__Passage shown__.
Libby was right about this one, but here's a flashback.
The only thing that was there in the NIE was a kind of a standard INR footnote, which is kind of 59 pages away from the bulk of the NIE. That's the only thing that's there. And you have footnotes all the time in CIA - I mean, in NIEs. So if there was a concern about the underlying intelligence there, the President was unaware of that concern and as was I.
In other words, Rice was saying that the INR statement was a footnote. Mmmm-kay. What's more...
A senior administration official who briefed reporters yesterday said neither Bush nor national security adviser Condoleezza Rice read the NIE in its entirety. “They did not read footnotes in a 90-page document,” said the official, referring to the “Annex” that contained the State Department’s dissent…The official said Bush was “briefed” on the NIE’s contents, but “I don’t think he sat down over a long weekend and read every word of it.”
Of course, at least as far as Condi Rice was concerned, "neither...read the NIE in its entirety", was also a flat out lie, as certified by none other than Condi Rice herself - soon afterwards, in early August 2003. Here's Bob Somerby's note on that admission which the mainstream media slept through, as usual:
RICE: ...I did read everything that the CIA produced for the president on weapons of mass destruction. I read the National Intelligence Estimate cover to cover a couple of times. I read the reports; I was briefed on the reports. This is—after 20 years, as somebody who has read a lot of intelligence reports—this is one of the strongest cases about weapons of mass destruction that I had ever read.
In other words, Rice not only read the NIE in its entirety, she also read the so-called "footnote" - which was not really a footnote but an Annex which was very much part of the NIE. Libby attested to that under oath.
5. Conclusions
In my view, Scooter Libby's grand jury testimony is an enormous goldmine for smart prosecutors. Regardless of whether he is acquitted or found guilty in the ongoing trial, history will reflect the fact that he lied repeatedly about many items (large and small in importance) in his grand jury testimony - and not just on issues pertaining to Valerie Wilson.

__What you should do__. Carry on the commentary on Scooter Libby's grand jury testimony, picking up after its last sentence.

__Supplied data__.
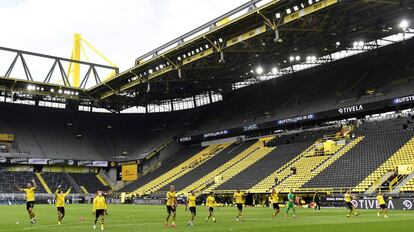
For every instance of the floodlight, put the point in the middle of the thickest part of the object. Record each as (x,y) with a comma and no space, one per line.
(259,70)
(404,24)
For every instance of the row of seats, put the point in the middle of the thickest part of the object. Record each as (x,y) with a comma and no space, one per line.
(369,154)
(180,170)
(264,167)
(212,178)
(209,166)
(9,180)
(176,159)
(242,165)
(403,156)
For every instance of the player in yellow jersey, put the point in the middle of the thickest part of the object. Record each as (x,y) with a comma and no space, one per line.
(238,198)
(383,205)
(171,206)
(348,202)
(99,209)
(211,203)
(274,197)
(60,202)
(191,203)
(30,190)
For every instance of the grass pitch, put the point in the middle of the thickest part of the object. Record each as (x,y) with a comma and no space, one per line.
(126,218)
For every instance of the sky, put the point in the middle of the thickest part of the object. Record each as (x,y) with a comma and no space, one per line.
(121,29)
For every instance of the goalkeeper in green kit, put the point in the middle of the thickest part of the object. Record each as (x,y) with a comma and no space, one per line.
(291,203)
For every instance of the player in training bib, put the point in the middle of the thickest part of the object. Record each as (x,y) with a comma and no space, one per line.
(291,204)
(238,198)
(171,206)
(30,191)
(211,203)
(348,203)
(275,202)
(99,209)
(60,203)
(317,200)
(191,203)
(383,205)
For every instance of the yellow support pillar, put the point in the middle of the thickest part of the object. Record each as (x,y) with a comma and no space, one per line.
(84,190)
(76,55)
(43,182)
(102,180)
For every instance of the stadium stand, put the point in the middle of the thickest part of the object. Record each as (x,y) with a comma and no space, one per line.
(209,166)
(264,167)
(180,170)
(88,182)
(249,158)
(358,163)
(403,156)
(8,180)
(54,179)
(166,166)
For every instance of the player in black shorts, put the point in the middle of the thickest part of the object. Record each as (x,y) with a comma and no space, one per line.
(191,202)
(317,201)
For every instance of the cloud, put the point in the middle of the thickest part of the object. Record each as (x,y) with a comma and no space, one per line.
(122,30)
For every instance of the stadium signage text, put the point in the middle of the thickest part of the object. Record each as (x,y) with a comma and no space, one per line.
(351,109)
(22,160)
(250,127)
(185,139)
(401,100)
(214,134)
(296,119)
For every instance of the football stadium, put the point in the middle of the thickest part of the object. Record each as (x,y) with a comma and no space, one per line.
(279,115)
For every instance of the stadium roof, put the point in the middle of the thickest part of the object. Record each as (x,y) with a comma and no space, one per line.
(260,33)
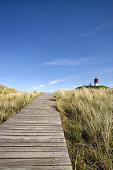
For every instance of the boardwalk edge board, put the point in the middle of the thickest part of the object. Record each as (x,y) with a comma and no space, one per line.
(33,139)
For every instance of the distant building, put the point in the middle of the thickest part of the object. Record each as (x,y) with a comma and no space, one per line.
(96,82)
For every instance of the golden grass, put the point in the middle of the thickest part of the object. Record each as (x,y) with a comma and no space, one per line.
(12,101)
(86,115)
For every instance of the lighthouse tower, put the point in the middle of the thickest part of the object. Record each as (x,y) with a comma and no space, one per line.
(96,81)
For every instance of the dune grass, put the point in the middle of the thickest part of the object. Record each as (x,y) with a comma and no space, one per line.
(86,115)
(12,101)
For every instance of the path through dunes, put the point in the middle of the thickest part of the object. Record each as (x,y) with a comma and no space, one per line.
(34,139)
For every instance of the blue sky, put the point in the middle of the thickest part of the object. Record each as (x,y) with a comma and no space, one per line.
(50,44)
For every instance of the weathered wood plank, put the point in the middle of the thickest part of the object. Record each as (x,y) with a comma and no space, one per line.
(33,139)
(28,154)
(36,167)
(35,162)
(33,149)
(32,144)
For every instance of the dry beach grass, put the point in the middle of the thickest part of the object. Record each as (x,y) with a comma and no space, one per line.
(86,115)
(12,101)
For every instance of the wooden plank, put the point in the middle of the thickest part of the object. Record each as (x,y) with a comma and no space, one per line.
(60,134)
(33,139)
(36,168)
(32,144)
(35,162)
(33,154)
(33,149)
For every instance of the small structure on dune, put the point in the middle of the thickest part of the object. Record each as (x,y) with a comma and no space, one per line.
(96,82)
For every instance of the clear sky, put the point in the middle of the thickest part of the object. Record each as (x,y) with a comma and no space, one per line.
(50,44)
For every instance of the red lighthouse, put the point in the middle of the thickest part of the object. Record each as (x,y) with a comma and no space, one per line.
(96,81)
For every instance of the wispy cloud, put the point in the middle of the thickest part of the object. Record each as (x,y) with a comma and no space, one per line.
(69,62)
(39,86)
(42,85)
(57,81)
(99,27)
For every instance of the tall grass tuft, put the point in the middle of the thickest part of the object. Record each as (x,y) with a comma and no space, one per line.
(12,101)
(86,115)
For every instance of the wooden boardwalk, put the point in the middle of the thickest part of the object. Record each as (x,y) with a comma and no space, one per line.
(33,139)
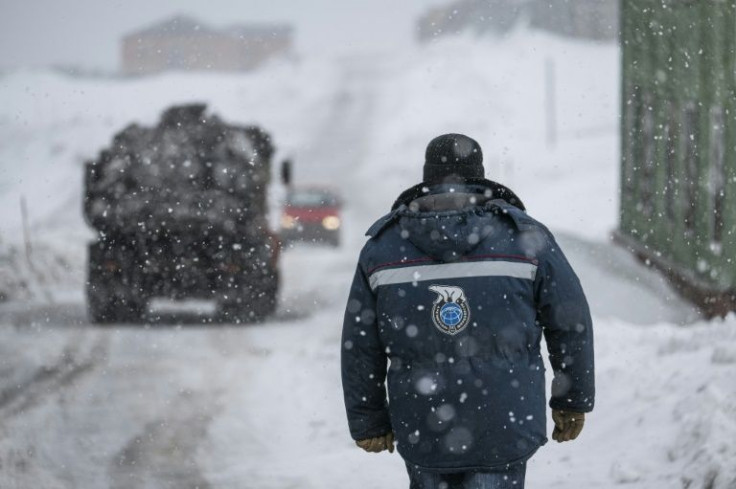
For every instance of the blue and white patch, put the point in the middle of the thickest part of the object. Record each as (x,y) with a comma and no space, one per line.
(450,311)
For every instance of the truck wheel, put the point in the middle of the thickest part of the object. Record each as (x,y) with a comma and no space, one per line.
(111,309)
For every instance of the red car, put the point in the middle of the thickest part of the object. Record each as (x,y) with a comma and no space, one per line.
(311,214)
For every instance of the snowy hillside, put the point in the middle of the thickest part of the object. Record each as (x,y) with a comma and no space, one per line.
(261,406)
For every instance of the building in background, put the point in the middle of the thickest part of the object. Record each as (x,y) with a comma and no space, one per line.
(185,44)
(678,144)
(587,19)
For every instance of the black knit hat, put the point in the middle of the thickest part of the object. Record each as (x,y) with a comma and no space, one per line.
(453,155)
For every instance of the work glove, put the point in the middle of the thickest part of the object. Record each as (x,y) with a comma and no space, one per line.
(568,425)
(378,444)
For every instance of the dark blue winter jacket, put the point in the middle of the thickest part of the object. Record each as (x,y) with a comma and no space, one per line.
(451,297)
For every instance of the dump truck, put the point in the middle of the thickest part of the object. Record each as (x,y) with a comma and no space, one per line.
(180,211)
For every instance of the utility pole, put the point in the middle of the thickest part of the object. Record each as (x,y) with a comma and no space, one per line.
(551,101)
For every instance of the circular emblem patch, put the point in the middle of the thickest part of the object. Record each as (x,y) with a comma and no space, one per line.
(450,311)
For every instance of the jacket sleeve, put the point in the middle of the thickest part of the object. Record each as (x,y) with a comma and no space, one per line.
(563,313)
(364,363)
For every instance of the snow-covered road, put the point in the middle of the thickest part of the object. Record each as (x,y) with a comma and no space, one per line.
(185,403)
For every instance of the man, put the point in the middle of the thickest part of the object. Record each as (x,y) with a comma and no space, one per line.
(455,287)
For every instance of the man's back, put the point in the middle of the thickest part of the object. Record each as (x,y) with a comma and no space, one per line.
(456,287)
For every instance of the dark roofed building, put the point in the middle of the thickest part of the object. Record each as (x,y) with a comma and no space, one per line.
(185,44)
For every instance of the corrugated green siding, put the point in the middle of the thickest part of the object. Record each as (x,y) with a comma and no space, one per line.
(677,125)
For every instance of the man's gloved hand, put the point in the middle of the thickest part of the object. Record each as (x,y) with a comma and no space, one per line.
(378,444)
(568,425)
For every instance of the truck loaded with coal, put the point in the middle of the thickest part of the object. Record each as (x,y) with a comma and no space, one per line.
(181,212)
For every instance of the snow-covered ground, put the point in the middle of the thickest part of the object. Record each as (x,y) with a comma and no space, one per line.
(186,405)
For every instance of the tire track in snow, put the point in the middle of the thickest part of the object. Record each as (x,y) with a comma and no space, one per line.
(164,453)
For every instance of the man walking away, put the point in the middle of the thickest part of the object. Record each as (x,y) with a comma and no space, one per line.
(441,337)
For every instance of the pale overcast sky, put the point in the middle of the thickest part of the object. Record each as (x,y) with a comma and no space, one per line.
(86,32)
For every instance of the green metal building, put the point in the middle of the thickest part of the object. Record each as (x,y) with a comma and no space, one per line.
(678,143)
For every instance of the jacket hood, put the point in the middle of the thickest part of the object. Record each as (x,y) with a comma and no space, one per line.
(448,221)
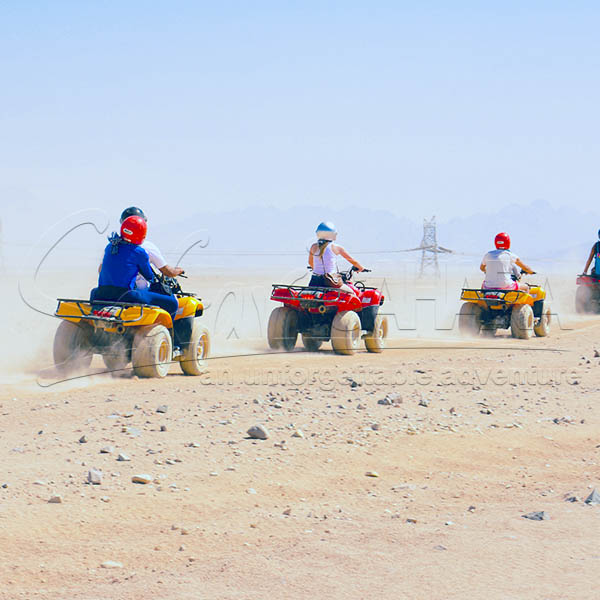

__Expected answer__.
Libby misrepresented the content of the INR dissent in the NIE and he lied about his knowledge of Wilson's name. He lied about Wilson's trip having been considered supportive of the Bush administration's uranium from Africa claim, he lied about a former Nigerien official having asserted that Iraq sought uranium, he misled about Wilson's trip somehow being part of the basis of the NIE claim, and he made the blatantly incorrect claim that Wilson's finding was that an Iraqi delegation traveled to Niger (in mid-1999). Libby also made a totally fraudulent representation of Wilson's findings by excluding the comments of a former Nigerien official (Mai Manga) from his description of the credibility of Nigerien officials and the significance of Wilson's trip. Finally, Libby also misled the grand jury repeatedly about the significance of the January 24, 2003 document he kept referring to.
Funnily enough, as much as Libby's lies under oath about Wilson's findings are helpful vindication for former Ambassador Wilson, Libby's brief moments of truthfulness in the Wilson context also proved enormously useful to the Wilsons. For instance, Libby inadvertently confirmed that Wilson's statement that his trip was arranged at the behest of the OVP was actually an accurate rendition of what the CIA told Wilson and the OVP. Libby also inadvertently demolished one of the most significant, false talking points from the White House and Condi Rice in the aftermath of Wilson's op-ed - regarding "footnotes" in the NIE.
Let me just say that I cannot thank Special Prosecutor Patrick Fitzgerald enough for having publicized Libby's grand jury testimony.